Material shown:
· · ·

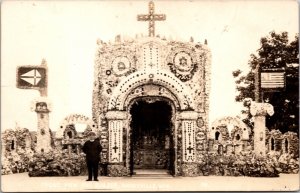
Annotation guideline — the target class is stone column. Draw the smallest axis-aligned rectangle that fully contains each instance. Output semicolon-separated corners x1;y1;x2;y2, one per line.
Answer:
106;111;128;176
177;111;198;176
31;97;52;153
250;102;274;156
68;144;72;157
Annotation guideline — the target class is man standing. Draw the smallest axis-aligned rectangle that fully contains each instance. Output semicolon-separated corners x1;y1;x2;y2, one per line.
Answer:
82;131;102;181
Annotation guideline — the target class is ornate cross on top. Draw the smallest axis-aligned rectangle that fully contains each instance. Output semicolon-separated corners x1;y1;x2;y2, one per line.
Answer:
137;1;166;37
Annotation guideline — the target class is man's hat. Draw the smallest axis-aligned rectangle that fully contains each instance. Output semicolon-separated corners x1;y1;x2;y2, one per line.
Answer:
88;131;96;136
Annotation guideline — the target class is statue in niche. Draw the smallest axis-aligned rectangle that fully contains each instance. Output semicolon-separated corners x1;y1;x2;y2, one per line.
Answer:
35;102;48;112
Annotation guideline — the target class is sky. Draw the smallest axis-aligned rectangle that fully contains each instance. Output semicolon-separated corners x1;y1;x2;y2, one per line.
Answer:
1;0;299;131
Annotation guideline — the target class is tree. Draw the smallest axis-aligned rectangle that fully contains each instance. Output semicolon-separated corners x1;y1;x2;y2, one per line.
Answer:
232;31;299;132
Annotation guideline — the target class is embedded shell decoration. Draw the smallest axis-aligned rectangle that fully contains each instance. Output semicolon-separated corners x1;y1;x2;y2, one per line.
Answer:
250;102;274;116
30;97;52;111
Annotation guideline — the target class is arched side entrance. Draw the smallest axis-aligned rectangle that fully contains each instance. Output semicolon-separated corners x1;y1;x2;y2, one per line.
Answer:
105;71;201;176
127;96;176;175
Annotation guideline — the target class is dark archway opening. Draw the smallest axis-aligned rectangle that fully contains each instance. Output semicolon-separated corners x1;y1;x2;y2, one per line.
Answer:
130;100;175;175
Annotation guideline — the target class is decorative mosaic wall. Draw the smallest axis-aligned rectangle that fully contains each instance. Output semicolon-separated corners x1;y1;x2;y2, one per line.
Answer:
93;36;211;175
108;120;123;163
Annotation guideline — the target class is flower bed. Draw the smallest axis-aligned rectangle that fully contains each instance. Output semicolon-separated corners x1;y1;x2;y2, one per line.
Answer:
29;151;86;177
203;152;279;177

· · ·

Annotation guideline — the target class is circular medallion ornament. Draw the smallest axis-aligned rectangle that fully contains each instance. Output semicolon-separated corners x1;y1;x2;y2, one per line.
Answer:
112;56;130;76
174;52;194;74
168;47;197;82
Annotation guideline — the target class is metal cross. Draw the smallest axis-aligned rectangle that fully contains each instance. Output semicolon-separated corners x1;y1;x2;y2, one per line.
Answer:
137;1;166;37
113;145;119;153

· · ·

Directions for this task: Please revise the listing starting at the line that contains "Annotation guideline — the target class is circular" and ending after the line that contains "113;145;119;153", changing "metal cross" to "iron cross" and keeping everything else as is. Give back only those lines.

Exercise output:
Annotation guideline — the target class is circular medallion ornament. Draw the smallest axis-aligned rectangle that fully contains each instance. Output semicolon-separated corners x1;y1;x2;y2, one per line.
Answer:
112;56;130;76
174;52;194;74
168;47;197;82
Annotation guideline — the target class is iron cross. Draw the smallest axis-aligned rectangle that fully contains each instance. Output semicolon-separated corners x1;y1;x2;y2, one per line.
Answer:
137;1;166;37
113;145;119;153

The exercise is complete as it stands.